=== Given task ===
Can you update the rows below by replacing "horizon" with "skyline" everywhere and leaving everything else unchanged?

=== Material for this exercise ===
------------------------------------------------------------
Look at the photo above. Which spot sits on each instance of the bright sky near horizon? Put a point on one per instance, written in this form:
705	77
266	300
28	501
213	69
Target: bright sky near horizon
------------------------------------------------------------
=== Solution for this exercise ===
Look at the photo above. Which spot sits on each instance of the bright sky near skyline? Put a point on one per instance, written in this form:
705	77
266	300
28	501
213	69
Target: bright sky near skyline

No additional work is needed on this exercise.